BEGIN Exercise input

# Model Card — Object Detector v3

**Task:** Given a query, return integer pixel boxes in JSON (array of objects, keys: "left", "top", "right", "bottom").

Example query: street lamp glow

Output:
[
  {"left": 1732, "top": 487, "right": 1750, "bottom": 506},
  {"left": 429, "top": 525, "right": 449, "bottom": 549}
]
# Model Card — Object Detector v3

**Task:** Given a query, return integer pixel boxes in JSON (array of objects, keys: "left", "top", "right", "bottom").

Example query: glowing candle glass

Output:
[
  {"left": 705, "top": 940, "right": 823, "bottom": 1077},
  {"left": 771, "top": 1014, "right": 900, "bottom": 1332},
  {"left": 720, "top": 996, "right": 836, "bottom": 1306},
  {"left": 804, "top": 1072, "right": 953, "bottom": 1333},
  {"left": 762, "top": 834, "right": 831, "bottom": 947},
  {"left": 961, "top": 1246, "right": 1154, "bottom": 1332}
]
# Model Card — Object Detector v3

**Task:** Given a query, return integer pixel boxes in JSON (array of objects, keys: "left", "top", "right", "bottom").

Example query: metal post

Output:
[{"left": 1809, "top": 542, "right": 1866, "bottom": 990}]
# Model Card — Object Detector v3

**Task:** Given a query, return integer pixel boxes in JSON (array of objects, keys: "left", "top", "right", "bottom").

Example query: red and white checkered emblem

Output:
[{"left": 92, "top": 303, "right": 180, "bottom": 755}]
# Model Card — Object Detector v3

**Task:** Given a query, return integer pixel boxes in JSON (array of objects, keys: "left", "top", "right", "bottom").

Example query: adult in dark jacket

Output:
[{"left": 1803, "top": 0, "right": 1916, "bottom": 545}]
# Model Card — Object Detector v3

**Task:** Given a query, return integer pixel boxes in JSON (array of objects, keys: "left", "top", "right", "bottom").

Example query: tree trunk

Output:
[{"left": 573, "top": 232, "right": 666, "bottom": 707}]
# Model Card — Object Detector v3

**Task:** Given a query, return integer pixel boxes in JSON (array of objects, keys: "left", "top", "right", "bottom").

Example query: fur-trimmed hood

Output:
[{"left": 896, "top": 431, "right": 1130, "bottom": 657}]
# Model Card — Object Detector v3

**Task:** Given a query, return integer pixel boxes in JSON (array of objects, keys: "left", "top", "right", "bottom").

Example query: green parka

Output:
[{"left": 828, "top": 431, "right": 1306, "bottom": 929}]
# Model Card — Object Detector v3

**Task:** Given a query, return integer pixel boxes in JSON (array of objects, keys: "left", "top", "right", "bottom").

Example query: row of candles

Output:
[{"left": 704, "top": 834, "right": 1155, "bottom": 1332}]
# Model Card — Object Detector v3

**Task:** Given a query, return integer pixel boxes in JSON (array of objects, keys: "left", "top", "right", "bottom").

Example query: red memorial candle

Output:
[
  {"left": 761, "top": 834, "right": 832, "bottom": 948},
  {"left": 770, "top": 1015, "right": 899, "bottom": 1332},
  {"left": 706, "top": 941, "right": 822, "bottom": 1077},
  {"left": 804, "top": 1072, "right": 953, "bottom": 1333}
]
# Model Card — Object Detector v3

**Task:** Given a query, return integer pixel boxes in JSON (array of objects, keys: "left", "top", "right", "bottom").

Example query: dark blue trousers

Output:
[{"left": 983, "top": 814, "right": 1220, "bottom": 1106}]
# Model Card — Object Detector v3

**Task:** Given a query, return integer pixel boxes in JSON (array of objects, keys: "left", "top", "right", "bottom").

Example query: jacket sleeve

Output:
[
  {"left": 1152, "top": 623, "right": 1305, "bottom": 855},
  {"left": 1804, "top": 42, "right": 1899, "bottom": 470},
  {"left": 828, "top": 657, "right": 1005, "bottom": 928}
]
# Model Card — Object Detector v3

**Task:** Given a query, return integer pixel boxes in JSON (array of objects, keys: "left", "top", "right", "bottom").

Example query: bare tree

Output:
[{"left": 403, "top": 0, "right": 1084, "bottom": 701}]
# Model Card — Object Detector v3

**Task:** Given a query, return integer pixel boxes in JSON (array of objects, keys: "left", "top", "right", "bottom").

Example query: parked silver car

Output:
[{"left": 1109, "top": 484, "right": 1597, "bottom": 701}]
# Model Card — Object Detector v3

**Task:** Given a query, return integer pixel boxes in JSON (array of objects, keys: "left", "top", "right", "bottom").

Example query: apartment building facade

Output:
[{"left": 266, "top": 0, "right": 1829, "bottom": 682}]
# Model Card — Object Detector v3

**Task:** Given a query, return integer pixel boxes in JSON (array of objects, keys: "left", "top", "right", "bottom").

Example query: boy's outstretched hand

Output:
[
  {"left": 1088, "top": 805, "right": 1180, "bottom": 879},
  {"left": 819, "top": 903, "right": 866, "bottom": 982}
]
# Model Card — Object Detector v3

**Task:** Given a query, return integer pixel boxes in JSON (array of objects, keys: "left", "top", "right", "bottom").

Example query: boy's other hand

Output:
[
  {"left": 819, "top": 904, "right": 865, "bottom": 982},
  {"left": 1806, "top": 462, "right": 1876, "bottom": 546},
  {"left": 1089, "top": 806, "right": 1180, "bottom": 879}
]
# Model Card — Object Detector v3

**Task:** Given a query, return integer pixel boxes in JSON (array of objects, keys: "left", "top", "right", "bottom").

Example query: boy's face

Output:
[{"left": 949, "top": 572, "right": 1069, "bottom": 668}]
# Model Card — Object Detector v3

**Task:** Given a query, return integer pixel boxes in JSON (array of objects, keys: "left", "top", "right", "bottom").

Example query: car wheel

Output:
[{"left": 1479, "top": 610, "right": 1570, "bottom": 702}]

END Exercise input

→ Task objective
Look above for every line with the word "dark" and copy it.

→ Written answer
Example query: adult in dark jacket
Example query: dark blue trousers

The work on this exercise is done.